-- STORED DATA --
• • • • •

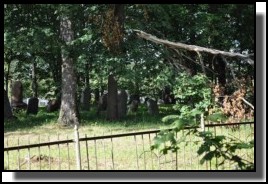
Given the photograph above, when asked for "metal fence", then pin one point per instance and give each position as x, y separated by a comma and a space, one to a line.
127, 151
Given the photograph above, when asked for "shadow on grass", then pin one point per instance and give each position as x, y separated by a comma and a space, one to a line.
132, 119
88, 118
24, 122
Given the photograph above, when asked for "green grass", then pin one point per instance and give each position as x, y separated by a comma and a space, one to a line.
46, 123
120, 154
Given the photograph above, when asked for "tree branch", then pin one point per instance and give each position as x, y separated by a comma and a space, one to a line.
191, 47
244, 100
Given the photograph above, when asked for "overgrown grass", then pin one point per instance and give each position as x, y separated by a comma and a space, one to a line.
119, 153
46, 123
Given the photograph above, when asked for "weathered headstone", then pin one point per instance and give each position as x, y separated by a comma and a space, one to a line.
152, 107
133, 97
7, 108
96, 95
17, 95
85, 98
133, 107
167, 96
53, 105
102, 105
112, 99
32, 107
122, 103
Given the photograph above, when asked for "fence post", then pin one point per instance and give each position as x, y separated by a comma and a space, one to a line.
77, 147
202, 122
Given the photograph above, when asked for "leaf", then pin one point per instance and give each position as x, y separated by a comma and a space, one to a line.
169, 118
178, 125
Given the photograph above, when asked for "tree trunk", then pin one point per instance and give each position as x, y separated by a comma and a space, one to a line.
7, 107
7, 75
112, 113
34, 81
219, 66
69, 111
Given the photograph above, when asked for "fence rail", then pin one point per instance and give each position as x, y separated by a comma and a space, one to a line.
116, 152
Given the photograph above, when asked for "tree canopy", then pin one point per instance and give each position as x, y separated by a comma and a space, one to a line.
32, 35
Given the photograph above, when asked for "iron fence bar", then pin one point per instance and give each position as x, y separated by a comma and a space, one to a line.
18, 154
111, 136
137, 157
87, 154
68, 154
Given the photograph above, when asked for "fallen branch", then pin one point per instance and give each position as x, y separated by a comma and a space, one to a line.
244, 100
191, 47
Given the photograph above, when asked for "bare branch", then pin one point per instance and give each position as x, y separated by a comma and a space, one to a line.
191, 47
244, 100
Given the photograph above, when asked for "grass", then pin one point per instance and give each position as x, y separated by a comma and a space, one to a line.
44, 123
124, 153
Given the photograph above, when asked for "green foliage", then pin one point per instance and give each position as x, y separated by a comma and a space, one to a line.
195, 96
224, 147
217, 117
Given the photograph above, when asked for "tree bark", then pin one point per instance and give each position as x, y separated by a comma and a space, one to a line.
112, 113
7, 74
7, 108
192, 47
34, 80
69, 111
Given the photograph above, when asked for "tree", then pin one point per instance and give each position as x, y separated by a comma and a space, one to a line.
69, 111
7, 108
113, 39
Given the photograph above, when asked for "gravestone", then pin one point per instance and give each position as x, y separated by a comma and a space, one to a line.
32, 107
85, 98
17, 95
152, 107
53, 105
133, 107
122, 103
133, 97
96, 95
102, 105
7, 108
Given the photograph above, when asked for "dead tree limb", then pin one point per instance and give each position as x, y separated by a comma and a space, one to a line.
192, 47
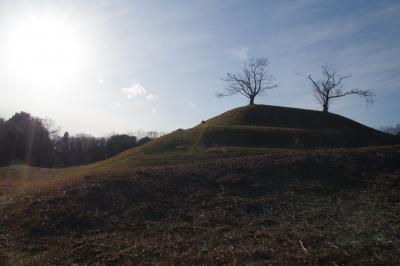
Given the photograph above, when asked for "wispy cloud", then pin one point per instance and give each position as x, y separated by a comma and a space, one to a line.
151, 97
133, 91
192, 105
241, 53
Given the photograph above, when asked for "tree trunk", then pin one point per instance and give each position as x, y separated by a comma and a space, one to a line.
325, 107
251, 101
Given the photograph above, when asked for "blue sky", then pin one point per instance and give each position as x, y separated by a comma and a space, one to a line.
156, 65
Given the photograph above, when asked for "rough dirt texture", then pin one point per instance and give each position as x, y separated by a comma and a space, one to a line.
333, 207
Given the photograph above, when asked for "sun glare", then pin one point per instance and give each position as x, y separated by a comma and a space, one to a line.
44, 50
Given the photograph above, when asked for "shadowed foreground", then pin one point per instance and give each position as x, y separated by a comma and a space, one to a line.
330, 207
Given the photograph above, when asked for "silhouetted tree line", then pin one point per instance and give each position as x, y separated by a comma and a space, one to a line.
394, 130
28, 139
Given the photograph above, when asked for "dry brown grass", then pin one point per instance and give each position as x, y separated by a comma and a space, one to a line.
287, 207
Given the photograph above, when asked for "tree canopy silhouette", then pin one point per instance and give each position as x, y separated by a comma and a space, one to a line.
251, 82
331, 86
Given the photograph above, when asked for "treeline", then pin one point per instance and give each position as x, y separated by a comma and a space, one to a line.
31, 140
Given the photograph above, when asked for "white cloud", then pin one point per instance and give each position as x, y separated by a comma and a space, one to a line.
241, 53
151, 97
134, 90
192, 105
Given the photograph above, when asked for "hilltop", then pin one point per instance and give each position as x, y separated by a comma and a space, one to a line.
193, 198
272, 127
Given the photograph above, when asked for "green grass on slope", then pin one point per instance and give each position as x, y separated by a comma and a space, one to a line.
276, 116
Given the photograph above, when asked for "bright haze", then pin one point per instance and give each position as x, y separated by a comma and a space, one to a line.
113, 66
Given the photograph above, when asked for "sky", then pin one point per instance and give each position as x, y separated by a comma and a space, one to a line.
99, 67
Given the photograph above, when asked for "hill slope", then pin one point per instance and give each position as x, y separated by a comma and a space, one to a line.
207, 196
272, 127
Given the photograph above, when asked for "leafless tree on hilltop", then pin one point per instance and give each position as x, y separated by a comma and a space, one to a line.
253, 80
332, 87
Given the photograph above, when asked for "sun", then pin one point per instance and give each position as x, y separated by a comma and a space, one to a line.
44, 50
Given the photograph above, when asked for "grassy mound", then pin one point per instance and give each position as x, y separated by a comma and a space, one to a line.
289, 207
271, 127
285, 117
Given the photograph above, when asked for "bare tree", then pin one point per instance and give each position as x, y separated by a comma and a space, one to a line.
332, 87
254, 80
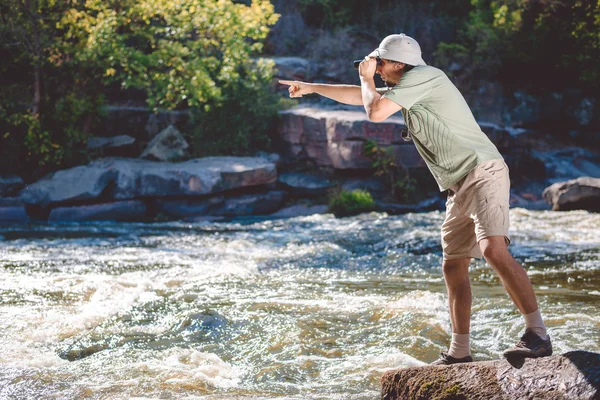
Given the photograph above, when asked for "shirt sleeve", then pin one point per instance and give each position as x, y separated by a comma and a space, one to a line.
413, 87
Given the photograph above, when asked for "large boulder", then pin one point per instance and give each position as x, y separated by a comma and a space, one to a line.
10, 184
110, 179
101, 142
304, 184
330, 138
199, 176
252, 204
82, 183
573, 375
577, 194
132, 210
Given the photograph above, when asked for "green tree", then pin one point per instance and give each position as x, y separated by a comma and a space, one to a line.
193, 54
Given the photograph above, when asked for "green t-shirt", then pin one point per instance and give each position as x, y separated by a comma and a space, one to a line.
441, 125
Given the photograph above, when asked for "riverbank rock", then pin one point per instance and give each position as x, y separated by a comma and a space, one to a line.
573, 375
168, 145
335, 138
304, 184
10, 185
100, 142
577, 194
116, 211
111, 179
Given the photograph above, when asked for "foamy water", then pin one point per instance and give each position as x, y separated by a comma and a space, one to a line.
306, 308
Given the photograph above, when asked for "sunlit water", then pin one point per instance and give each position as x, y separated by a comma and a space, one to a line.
306, 308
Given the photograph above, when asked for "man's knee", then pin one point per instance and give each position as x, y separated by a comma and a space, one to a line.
494, 249
456, 270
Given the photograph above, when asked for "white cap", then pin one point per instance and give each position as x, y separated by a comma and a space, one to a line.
400, 48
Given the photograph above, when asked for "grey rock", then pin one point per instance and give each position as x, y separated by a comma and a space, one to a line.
254, 204
431, 204
184, 208
304, 184
577, 194
300, 210
76, 184
11, 201
13, 214
200, 176
140, 122
117, 211
372, 185
108, 142
330, 138
168, 145
10, 185
126, 178
573, 375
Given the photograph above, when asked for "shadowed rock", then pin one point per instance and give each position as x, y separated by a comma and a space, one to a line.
577, 194
10, 184
168, 145
573, 375
100, 142
336, 138
304, 184
117, 211
111, 179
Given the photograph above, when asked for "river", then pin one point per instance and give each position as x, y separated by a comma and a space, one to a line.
304, 308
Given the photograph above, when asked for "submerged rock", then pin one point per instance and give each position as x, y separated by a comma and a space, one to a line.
573, 375
577, 194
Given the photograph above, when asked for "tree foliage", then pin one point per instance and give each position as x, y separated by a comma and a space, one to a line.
67, 55
539, 45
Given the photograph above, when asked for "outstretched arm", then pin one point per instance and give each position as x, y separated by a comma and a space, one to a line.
347, 94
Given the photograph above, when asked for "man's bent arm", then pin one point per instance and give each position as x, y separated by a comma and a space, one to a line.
378, 108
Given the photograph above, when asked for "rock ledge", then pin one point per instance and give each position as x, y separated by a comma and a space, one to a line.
573, 375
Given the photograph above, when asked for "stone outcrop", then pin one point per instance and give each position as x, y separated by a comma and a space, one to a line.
577, 194
82, 183
335, 139
299, 210
116, 211
100, 142
111, 179
573, 375
140, 122
10, 185
304, 184
168, 145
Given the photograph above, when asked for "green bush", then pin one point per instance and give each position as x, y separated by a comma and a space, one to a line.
186, 54
345, 203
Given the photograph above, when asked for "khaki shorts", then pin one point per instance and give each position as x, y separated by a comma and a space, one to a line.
477, 208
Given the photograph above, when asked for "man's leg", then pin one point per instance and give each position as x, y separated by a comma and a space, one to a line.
456, 275
535, 342
511, 273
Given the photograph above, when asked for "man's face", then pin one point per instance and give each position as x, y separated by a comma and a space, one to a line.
389, 71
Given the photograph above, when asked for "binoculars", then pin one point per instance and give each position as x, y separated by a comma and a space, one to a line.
357, 62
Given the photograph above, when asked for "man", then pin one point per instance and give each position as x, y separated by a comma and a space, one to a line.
463, 161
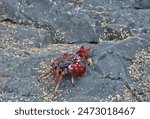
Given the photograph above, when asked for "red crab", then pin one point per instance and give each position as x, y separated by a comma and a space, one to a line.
68, 63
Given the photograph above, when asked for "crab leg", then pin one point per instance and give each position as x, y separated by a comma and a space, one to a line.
45, 75
54, 77
71, 75
58, 83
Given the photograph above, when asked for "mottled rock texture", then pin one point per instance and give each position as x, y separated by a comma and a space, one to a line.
32, 32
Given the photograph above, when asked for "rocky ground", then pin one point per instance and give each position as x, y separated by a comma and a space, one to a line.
32, 32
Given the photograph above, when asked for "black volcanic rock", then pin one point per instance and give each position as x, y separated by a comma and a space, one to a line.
32, 32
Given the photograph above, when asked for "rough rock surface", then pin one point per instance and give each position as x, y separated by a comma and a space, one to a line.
32, 32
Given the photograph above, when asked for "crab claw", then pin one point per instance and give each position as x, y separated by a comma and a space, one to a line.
90, 61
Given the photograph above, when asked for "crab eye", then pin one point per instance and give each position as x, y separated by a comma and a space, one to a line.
78, 58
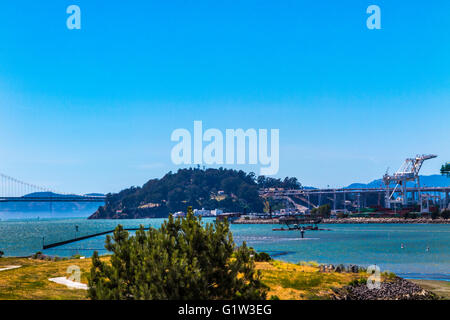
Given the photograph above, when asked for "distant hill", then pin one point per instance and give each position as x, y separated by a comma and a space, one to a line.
226, 189
429, 181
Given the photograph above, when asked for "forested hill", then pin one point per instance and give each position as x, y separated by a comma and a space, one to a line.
226, 189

• • • • •

-- WHAT IS BEING ASKED --
How many lines of the data above contain the string "fence"? Case counts, and the answer should be the number alone.

-- ANSWER TO THIS PROBLEM --
4